- [Task set]
A) In the Bridgerton commentary, substitute "tolerate" for "stomach" and write out the stretch from "I’ll admit I’ve" through "to call RACISM.".
B) Put this sentence from the Bridgerton commentary into Spanish: "It feels extra worse that this travesty of a show comes from Shondaland, headed by Shonda Rhimes, a black woman."
C) Pick up the Bridgerton commentary after its final sentence and keep writing it.

Back to the peer, he’s wooing one sister that he doesn’t even look at beyond her worth as a prestige trophy while seducing the other sister against her will. This isn’t even a metaphor, it is literally what the British did to India – from marauding the land of spices & wealth to exploiting local women & producing legions of bastard children that were left unwanted by either origin culture.
Bridgerton 2 is brownwashing black American feminism
It feels extra worse that this travesty of a show comes from Shondaland, headed by Shonda Rhimes, a black woman. It feels like the message is that Indians are ‘people of colour’ when it helps to boost voices for movements like Black Lives Matter. But for all other purposes, 1 billion + of us are only to be viewed through the eyes of our white oppressors – as chattel, as sex objects, as exotic treasure chests without so much as the effort made to get basic facts right, let alone a sensitivity to our trauma history.
I’ll admit I’ve been able to stomach P.G.Wodehouse’s peerage & even the occasional Renaissance story, so long as they stick to white people presenting themselves as well, human beings. But when the stories come into my culture and glorify three hundred years of racism, slavery, colonisation and the legacy of war & conflict they left behind, I have to call RACISM.

- [Entries supplied]
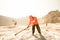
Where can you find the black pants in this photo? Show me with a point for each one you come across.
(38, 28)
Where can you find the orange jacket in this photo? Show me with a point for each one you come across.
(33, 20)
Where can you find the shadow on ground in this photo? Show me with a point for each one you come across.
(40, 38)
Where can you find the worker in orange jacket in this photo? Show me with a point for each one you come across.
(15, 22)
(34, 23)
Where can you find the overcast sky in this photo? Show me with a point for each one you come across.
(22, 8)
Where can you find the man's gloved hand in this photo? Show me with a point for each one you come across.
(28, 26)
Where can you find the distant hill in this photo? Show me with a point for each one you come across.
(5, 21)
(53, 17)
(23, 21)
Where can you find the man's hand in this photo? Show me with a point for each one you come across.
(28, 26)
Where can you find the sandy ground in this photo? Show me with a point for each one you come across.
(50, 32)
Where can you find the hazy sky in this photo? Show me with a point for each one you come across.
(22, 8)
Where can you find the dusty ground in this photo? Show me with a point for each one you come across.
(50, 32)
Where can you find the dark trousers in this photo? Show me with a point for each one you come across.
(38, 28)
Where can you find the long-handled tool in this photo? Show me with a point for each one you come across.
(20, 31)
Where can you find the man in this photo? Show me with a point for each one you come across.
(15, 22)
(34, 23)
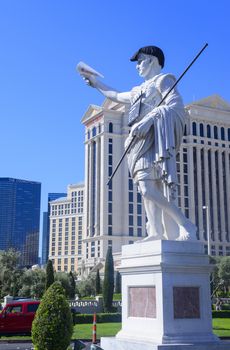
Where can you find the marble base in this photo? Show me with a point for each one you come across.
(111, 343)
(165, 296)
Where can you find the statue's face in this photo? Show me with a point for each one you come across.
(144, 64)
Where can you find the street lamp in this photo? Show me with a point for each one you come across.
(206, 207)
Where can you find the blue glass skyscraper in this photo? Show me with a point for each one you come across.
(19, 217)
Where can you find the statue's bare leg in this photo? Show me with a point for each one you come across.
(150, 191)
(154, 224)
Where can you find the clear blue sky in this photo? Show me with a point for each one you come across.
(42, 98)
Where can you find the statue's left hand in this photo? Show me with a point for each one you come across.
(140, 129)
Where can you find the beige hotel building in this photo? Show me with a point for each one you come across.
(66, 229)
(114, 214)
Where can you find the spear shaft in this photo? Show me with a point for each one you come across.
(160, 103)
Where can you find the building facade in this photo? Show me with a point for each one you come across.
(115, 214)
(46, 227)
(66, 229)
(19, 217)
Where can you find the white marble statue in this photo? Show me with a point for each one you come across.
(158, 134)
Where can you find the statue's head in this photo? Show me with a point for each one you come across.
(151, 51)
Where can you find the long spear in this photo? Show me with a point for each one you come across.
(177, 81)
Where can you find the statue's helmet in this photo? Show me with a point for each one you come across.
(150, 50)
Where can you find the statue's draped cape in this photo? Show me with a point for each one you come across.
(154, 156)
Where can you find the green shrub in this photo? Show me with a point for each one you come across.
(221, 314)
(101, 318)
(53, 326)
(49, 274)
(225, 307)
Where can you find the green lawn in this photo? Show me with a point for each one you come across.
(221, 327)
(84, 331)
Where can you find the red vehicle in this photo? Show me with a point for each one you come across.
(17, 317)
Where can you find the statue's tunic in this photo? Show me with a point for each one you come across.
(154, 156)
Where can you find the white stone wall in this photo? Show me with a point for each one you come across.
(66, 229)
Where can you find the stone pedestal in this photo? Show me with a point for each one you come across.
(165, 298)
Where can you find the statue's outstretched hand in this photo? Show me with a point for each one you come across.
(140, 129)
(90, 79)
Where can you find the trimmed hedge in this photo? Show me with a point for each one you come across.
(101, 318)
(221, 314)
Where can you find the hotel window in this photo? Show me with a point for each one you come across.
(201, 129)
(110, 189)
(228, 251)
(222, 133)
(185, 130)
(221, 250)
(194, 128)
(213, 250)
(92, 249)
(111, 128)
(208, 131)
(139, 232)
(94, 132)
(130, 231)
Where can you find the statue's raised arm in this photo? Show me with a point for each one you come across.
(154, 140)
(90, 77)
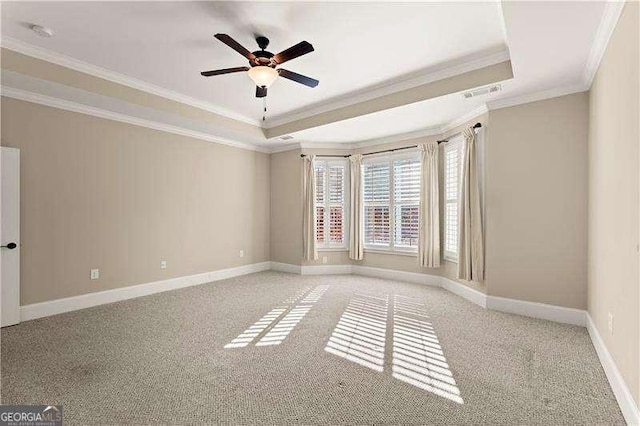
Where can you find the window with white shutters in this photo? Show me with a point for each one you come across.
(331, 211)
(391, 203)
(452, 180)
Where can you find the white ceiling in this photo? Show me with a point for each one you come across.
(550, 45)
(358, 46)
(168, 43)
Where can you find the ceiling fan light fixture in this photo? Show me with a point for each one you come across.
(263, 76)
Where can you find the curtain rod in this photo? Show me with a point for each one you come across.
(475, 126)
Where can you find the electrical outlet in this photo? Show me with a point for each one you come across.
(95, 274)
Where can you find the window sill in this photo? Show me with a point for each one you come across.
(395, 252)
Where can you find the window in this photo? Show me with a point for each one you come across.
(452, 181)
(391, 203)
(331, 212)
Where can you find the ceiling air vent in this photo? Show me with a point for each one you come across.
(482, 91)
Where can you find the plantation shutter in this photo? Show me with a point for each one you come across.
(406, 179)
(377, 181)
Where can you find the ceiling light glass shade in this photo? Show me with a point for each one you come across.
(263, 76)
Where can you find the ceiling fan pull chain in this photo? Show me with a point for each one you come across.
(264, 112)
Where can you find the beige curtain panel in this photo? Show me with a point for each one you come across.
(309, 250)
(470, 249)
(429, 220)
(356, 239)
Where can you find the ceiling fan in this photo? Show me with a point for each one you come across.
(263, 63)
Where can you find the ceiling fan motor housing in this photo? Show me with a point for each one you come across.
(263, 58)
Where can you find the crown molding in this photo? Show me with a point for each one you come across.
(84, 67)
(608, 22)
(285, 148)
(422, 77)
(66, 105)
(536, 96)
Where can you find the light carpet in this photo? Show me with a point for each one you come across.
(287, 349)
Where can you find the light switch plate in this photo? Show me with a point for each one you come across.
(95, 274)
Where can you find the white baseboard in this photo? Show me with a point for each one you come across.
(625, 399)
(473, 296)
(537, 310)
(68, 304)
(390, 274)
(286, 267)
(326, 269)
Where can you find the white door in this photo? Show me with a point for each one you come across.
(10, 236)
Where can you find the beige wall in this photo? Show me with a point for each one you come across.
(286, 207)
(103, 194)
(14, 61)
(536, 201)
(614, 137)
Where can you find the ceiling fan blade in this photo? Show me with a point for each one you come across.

- [Expected answers]
A)
I’ll admit I’ve been able to tolerate P.G.Wodehouse’s peerage & even the occasional Renaissance story, so long as they stick to white people presenting themselves as well, human beings. But when the stories come into my culture and glorify three hundred years of racism, slavery, colonisation and the legacy of war & conflict they left behind, I have to call RACISM.

B) Se siente aún peor que este despropósito de serie provenga de Shondaland, dirigida por Shonda Rhimes, una mujer negra.

C)
Ignoring white British racism
A few years ago, I became acquainted with a white British woman travelling to India on a college grant to study poetry cultures. At one open mic, I opted to translate for her, the non-English poems being read (mostly Hindi, Urdu and Punjabi). After one piece, I said, “That’s Partition poetry.” She blinked and wide-eyed asked, “What’s Part-i-tion?”. I had to take a minute to recover my breath at the temerity of that question. She came to study Indian culture & didn’t even bother researching this fundamental event spanning three centuries of our history.
Oh, she said airily, we don’t like to think about that so we don’t study it in school. And that was that. She turned and clapped her hands prettily, ate her chicken tikkas, drank her glass of Old Monk and went home to write her paper about Indian culture.
I don’t know what to say. On the other side, I have found myself having to defend my right to speak and write in English, from other Indians (usually North Indians). I say Hindi is to South India what English is to Indians. Some of us have adopted it despite its history of trying to erase & colonise us because it helps us transact in the world. And that is as far as loyalty to a language goes. But identity and culture? That’s something else altogether.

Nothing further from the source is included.